=== DOCUMENT EXTRACT ===
******************************
Artificial Intelligence (AI)
Engage with our experts on topics in AI
214 Discussions

Quantizing ONNX Models using Intel® Neural Compressor

Tian_Feng
Employee
2 0 3,146

Authors: Bhargavi Karumanchi, Mengni Wang, Feng Tian, Haihao Shen, Saurabh Tangri

Guest Authors from Microsoft: Wenbing Li

ONNX (Open Neural Network Exchange)

ONNX is an open format to represent both deep learning and traditional models. ONNX is developed and supported by a community of partners such as Microsoft, Facebook, and AWS. At a high level, ONNX is designed to express machine learning models while offering interoperability across different frameworks. ONNXRuntime is the runtime library that can be used to maximize performance of Intel hardware for ONNX inference.

Quantization

Quantization is the replacement of floating-point arithmetic computations (FP32) with integer arithmetic (INT8). Using lower-precision data reduces memory bandwidth and accelerates performance.
******************************
Decide whether each statement below agrees with the page on quantizing ONNX models, answering yes or no and quoting the words of the page that settle it: 1. Facebook is among the partners that develop and support ONNX. 2. Quantization replaces integer arithmetic with floating-point arithmetic. 3. ONNX is a format for representing deep learning models only.

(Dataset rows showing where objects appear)
******************************
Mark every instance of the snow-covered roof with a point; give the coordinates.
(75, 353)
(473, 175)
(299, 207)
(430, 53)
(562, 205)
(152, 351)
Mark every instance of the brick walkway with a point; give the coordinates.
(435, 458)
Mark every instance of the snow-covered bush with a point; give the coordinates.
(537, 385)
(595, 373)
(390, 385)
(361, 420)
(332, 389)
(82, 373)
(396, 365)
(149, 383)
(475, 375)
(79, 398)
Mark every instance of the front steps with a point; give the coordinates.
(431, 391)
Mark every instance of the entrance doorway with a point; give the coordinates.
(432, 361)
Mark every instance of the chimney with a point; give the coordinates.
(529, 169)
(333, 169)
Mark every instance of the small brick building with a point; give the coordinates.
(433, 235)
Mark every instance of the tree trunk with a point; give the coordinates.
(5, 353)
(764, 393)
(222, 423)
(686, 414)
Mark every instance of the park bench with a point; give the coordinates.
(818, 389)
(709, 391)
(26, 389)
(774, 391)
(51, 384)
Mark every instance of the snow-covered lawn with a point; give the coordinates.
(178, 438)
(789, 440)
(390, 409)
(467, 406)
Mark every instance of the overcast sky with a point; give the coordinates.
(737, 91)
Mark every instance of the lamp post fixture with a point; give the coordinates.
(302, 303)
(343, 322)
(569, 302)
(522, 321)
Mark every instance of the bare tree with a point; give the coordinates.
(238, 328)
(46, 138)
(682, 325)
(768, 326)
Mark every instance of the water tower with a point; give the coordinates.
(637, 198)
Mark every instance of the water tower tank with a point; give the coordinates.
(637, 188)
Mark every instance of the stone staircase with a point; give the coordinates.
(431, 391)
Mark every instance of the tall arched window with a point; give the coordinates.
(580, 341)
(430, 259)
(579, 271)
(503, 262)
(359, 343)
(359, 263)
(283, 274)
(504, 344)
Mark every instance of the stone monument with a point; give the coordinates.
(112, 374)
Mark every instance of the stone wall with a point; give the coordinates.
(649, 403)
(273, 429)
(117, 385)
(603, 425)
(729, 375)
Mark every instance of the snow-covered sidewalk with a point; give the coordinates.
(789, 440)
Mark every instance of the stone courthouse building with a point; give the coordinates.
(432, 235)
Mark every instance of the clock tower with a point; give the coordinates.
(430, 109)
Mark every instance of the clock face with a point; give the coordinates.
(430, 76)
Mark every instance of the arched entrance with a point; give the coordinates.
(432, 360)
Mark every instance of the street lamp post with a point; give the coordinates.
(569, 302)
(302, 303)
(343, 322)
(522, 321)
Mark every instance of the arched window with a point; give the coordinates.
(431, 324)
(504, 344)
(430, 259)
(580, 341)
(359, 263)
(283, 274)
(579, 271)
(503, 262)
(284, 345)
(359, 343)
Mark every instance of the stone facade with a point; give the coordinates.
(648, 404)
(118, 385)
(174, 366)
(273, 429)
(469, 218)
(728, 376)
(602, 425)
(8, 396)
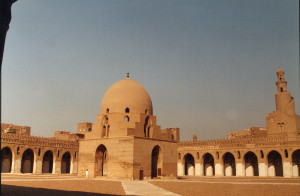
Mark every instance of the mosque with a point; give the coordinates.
(126, 143)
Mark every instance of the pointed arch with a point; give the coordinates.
(208, 165)
(229, 164)
(6, 160)
(275, 164)
(47, 166)
(101, 161)
(189, 165)
(296, 163)
(66, 163)
(27, 161)
(156, 162)
(251, 164)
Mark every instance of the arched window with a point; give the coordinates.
(286, 153)
(262, 154)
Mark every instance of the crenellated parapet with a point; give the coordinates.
(40, 141)
(243, 142)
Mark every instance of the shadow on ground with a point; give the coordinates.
(9, 190)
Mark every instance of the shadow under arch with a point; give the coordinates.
(47, 166)
(275, 164)
(101, 161)
(156, 162)
(6, 160)
(27, 161)
(66, 163)
(251, 164)
(208, 165)
(189, 165)
(229, 164)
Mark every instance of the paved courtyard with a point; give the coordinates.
(28, 184)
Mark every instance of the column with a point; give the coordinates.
(287, 169)
(180, 169)
(262, 167)
(240, 169)
(199, 169)
(219, 169)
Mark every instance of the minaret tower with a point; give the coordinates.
(283, 120)
(284, 100)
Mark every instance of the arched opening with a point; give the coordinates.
(261, 154)
(146, 127)
(65, 163)
(251, 164)
(229, 164)
(156, 162)
(208, 165)
(47, 162)
(275, 164)
(101, 161)
(189, 165)
(286, 153)
(105, 128)
(6, 160)
(27, 161)
(296, 163)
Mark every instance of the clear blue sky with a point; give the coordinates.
(209, 66)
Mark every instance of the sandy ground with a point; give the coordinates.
(68, 185)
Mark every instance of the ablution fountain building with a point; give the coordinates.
(126, 143)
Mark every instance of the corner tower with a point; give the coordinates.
(283, 120)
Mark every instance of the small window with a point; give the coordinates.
(286, 153)
(262, 154)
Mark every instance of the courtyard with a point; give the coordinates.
(28, 184)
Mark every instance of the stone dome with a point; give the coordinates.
(126, 93)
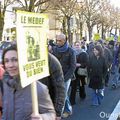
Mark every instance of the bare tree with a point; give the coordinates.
(67, 9)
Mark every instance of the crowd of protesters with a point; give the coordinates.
(71, 69)
(101, 54)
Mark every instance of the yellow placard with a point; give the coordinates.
(32, 31)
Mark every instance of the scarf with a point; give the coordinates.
(63, 48)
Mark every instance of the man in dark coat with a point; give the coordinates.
(66, 56)
(55, 83)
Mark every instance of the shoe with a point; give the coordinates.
(66, 114)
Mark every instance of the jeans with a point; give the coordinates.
(67, 107)
(97, 96)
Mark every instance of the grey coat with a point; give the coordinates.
(17, 102)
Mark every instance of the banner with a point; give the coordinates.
(96, 37)
(32, 31)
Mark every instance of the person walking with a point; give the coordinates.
(97, 76)
(17, 101)
(67, 58)
(55, 83)
(80, 81)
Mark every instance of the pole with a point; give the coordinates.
(35, 114)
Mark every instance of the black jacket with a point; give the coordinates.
(68, 62)
(97, 70)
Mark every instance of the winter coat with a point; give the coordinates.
(55, 83)
(68, 62)
(17, 101)
(97, 70)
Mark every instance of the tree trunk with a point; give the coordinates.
(64, 26)
(69, 31)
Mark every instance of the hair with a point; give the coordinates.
(11, 47)
(99, 49)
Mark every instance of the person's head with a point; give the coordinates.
(98, 50)
(10, 60)
(60, 40)
(77, 45)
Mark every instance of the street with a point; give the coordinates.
(84, 111)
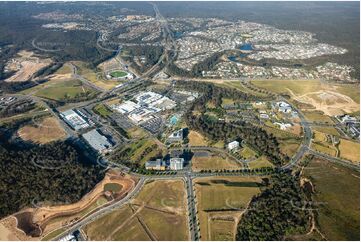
******************************
=== FULL OUTPUT ===
1. Yes: "ONNX is developed and supported by a community of partners such as Microsoft, Facebook, and AWS."
2. No: "Quantization is the replacement of floating-point arithmetic computations (FP32) with integer arithmetic (INT8)."
3. No: "ONNX is an open format to represent both deep learning and traditional models."